▽

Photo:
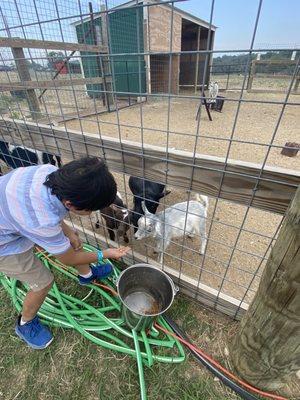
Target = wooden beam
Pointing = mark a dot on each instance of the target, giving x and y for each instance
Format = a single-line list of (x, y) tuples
[(287, 62), (275, 189), (55, 83), (266, 351), (189, 286), (51, 45), (270, 91)]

△

### [Problem details]
Reproduce every line of the material above word for word, leaving out the pictures.

### [Full answer]
Photo:
Target = wooden beam
Pointing = mark a dot on each instance of the target, giving x and y for each instance
Format = a single-line list of (x, y) tuples
[(287, 62), (275, 189), (55, 83), (266, 351), (189, 286), (51, 45), (270, 91)]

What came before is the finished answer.